■ WHAT TO WORK ON
a) Copy out the section of the hedgehog forum thread that begins at the words "There is a window, with" and stops after "(Apr 16, 2013)".
b) Translate this sentence from the hedgehog forum thread into Spanish: "I also make sure to trim her nails, so I know that is not the issue."

■ TEXT SHOWN
■ ■ ■ ■ ■ ■ ■

# please help! not running! less active



## MarleeG (Nov 14, 2013)

Hello everyone,

I know I have posted something similar to this before. But my hedgehog daisy is still not running, and not very active in general at night.

A little background on her: Daisy is 6 months old, and her cage is kept at a consistent 75-76 degrees with a consistent amount of light as well. I also make sure to trim her nails, so I know that is not the issue. About a month ago I traveled back to my house for winter break (I got to college away from home), and I brought daisy with me. While I was at my house she was running and eating fine. I would hear her up wheeling for a good portion of the night. After I brought daisy back to my apartment at school she stopped running at night. At first I thought that maybe it was just her adjusting to the travel and being back home. However that was over a month ago, and she is still not very active and does not wheel at all most nights. Some nights she will climb on her wheel long enough to go to the bathroom, and then climb off and go back to sleep. 

I am really worried about her and do not know what could be causing this lack of activity. Have you ever experienced anything like this, or know what could be causing this? Thanks so much in advance!


----------



## Lilysmommy (Jan 7, 2009)

Is there a window in the room her cage is in? Is there any possibility there's light coming in through that at night, even with a shade on it? Are there any noises that frequently go on at night at your apartment?


----------



## MarleeG (Nov 14, 2013)

There is a window, with shades on it. However, there are no new lights outside that are shining in or anything like that. Any minimal light that comes in has always been that way :/


----------



## Annie&Tibbers (Apr 16, 2013)

■ ■ ■ ■ ■ ■ ■

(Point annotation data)
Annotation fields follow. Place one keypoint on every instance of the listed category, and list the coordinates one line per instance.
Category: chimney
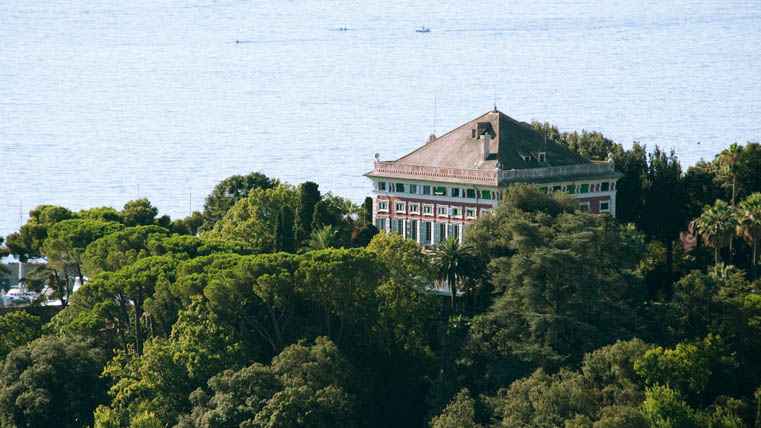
(485, 142)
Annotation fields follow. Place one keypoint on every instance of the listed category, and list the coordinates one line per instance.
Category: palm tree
(715, 225)
(729, 160)
(749, 224)
(322, 238)
(453, 262)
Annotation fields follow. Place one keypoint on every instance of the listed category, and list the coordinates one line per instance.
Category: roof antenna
(434, 112)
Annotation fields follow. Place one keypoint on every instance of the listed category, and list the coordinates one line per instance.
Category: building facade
(437, 190)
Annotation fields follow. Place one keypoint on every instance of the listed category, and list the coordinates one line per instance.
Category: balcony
(495, 177)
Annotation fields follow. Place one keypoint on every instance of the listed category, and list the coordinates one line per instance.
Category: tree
(189, 225)
(101, 214)
(630, 188)
(341, 283)
(308, 197)
(139, 281)
(67, 240)
(322, 238)
(729, 162)
(139, 212)
(458, 413)
(51, 381)
(119, 249)
(453, 262)
(98, 311)
(17, 329)
(304, 386)
(716, 224)
(285, 240)
(162, 378)
(664, 208)
(568, 283)
(228, 192)
(702, 187)
(261, 292)
(27, 242)
(399, 349)
(252, 219)
(366, 215)
(749, 225)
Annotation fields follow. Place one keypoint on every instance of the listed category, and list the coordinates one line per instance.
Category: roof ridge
(446, 133)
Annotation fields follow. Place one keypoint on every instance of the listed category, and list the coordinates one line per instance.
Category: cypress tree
(284, 234)
(309, 196)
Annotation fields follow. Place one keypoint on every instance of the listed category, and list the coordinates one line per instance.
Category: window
(380, 223)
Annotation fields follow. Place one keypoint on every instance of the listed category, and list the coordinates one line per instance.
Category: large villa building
(438, 189)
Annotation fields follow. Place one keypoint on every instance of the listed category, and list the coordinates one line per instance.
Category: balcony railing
(499, 177)
(557, 172)
(487, 177)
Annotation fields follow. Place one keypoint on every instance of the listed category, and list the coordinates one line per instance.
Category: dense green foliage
(290, 309)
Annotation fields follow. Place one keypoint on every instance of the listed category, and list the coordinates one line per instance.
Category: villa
(435, 191)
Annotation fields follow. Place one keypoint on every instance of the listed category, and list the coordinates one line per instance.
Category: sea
(104, 101)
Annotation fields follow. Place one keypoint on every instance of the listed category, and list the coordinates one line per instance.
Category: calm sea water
(103, 101)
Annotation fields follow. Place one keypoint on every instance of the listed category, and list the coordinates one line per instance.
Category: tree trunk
(138, 314)
(731, 237)
(670, 259)
(453, 290)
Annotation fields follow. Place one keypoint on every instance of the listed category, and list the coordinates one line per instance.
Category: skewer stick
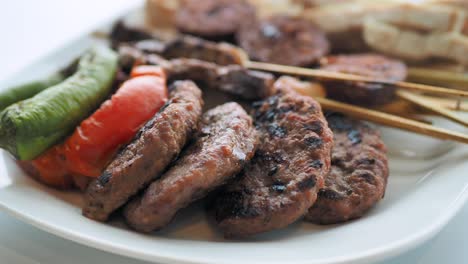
(451, 104)
(458, 80)
(392, 121)
(422, 102)
(277, 68)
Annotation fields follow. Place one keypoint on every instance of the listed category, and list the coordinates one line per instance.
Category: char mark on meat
(154, 147)
(281, 182)
(358, 175)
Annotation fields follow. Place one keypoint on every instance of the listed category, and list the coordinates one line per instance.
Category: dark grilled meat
(283, 40)
(226, 141)
(233, 79)
(214, 19)
(281, 182)
(122, 33)
(368, 65)
(156, 145)
(358, 174)
(194, 48)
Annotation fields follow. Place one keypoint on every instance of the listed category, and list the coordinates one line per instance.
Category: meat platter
(225, 159)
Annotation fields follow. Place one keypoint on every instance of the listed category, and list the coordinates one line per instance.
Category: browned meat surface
(196, 48)
(122, 33)
(214, 19)
(155, 146)
(368, 65)
(281, 182)
(226, 141)
(233, 79)
(283, 40)
(358, 174)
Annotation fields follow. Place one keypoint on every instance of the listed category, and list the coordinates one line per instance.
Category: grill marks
(227, 140)
(358, 175)
(279, 184)
(155, 146)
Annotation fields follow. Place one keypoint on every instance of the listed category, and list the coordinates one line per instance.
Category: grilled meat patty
(283, 40)
(220, 53)
(214, 19)
(281, 182)
(368, 65)
(154, 147)
(233, 79)
(358, 175)
(226, 141)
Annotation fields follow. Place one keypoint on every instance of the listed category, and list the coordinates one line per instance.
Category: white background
(30, 29)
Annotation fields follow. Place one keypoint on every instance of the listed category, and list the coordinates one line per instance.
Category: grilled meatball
(368, 65)
(232, 79)
(358, 174)
(214, 19)
(281, 182)
(196, 48)
(156, 145)
(226, 140)
(283, 40)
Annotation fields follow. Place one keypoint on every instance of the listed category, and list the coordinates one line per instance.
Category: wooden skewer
(392, 121)
(422, 102)
(298, 71)
(451, 104)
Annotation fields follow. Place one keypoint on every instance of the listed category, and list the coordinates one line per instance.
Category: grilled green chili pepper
(27, 90)
(29, 127)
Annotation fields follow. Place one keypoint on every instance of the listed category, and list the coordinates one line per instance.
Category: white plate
(421, 197)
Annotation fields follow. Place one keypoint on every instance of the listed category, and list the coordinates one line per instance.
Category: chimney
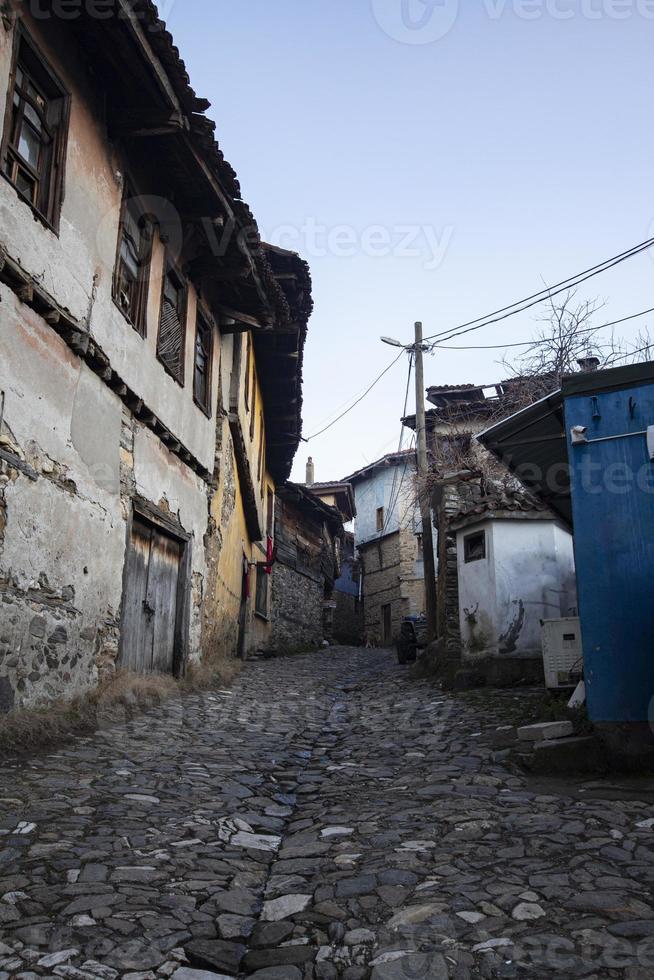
(589, 364)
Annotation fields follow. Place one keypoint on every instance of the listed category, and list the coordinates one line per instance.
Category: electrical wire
(358, 401)
(541, 296)
(393, 499)
(404, 471)
(546, 340)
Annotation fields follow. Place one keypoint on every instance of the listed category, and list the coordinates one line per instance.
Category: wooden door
(150, 600)
(386, 625)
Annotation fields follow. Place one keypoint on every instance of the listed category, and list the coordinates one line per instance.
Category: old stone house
(347, 607)
(259, 426)
(516, 568)
(389, 544)
(309, 539)
(137, 303)
(348, 615)
(459, 412)
(503, 562)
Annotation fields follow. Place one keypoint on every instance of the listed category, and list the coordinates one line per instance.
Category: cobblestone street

■ ■ ■ ■ ■ ■ ■

■ TASK-BY-TASK RESULTS
a)
There is a window, with shades on it. However, there are no new lights outside that are shining in or anything like that. Any minimal light that comes in has always been that way :/


----------



## Annie&Tibbers (Apr 16, 2013)

b) También me aseguro de cortarle las uñas, así que sé que ese no es el problema.